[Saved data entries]

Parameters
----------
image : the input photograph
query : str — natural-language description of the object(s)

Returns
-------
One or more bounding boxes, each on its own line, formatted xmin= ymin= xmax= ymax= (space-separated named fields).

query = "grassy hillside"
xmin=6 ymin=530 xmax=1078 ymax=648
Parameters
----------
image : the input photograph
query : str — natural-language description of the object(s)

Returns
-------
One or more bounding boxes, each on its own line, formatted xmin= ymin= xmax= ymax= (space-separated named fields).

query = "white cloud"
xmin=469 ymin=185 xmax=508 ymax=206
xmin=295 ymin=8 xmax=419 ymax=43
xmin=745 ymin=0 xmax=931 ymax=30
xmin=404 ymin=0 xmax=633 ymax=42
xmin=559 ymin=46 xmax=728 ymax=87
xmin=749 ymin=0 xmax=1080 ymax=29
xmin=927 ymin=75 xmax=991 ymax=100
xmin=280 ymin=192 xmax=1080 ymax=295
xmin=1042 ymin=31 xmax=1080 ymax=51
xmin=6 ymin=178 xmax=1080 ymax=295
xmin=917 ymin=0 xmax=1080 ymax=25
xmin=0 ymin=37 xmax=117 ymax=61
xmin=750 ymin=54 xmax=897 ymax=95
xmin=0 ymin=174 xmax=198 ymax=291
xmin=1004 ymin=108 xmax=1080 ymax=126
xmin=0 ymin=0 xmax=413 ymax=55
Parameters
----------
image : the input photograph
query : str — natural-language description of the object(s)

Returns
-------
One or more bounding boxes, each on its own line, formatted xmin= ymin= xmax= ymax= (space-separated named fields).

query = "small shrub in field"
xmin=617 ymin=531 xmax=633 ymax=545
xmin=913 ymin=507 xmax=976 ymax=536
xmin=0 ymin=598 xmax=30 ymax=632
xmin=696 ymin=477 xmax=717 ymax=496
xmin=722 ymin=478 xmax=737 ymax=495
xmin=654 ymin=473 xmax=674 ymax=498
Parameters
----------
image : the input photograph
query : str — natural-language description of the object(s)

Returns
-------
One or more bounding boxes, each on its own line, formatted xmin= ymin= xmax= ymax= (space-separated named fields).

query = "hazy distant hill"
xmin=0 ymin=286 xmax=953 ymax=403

HOW TO COMPLETE THIS TASK.
After the last line, print all the entries once again, unchanged.

RESPONSE TO THE EXERCISE.
Parameters
----------
image : the input photograph
query : str — natural-language description of the object(s)

Returns
-------
One or more bounding boxes, each on its own line, formatted xmin= ymin= xmax= ymax= (space-separated named fields).

query = "grassy hillside"
xmin=6 ymin=530 xmax=1078 ymax=648
Parameters
----------
image : the input photograph
query : str — natural-language description of the object(s)

Returns
-------
One or more bounding boxes, each on its own line, formatted xmin= ymin= xmax= ymax= (space-separated named fields).

query = "white cloud"
xmin=469 ymin=185 xmax=508 ymax=206
xmin=295 ymin=8 xmax=419 ymax=43
xmin=745 ymin=0 xmax=931 ymax=30
xmin=404 ymin=0 xmax=633 ymax=42
xmin=559 ymin=46 xmax=728 ymax=87
xmin=749 ymin=0 xmax=1080 ymax=29
xmin=927 ymin=75 xmax=991 ymax=100
xmin=280 ymin=192 xmax=1080 ymax=295
xmin=1042 ymin=31 xmax=1080 ymax=51
xmin=6 ymin=178 xmax=1080 ymax=295
xmin=917 ymin=0 xmax=1080 ymax=25
xmin=0 ymin=37 xmax=117 ymax=61
xmin=750 ymin=54 xmax=897 ymax=95
xmin=0 ymin=174 xmax=198 ymax=291
xmin=1004 ymin=108 xmax=1080 ymax=126
xmin=0 ymin=0 xmax=413 ymax=55
Parameters
----------
image : the input photograph
query : str — natural-language description of the object(s)

Returns
-------
One or more bounding boxes, each on its own line, formatted xmin= ymin= xmax= ymax= (space-separated named fields).

query = "small shrub in field"
xmin=617 ymin=531 xmax=633 ymax=545
xmin=913 ymin=507 xmax=976 ymax=536
xmin=0 ymin=598 xmax=30 ymax=632
xmin=696 ymin=477 xmax=717 ymax=496
xmin=722 ymin=478 xmax=737 ymax=495
xmin=654 ymin=473 xmax=674 ymax=498
Parameters
----------
image : the input photograph
query : str — natural-language description of the object(s)

Returns
-------
One or more bounding boxes, each on its own line, formatted xmin= ymin= xmax= ymax= (space-separated named fields).

query = "hazy distant hill"
xmin=0 ymin=286 xmax=953 ymax=403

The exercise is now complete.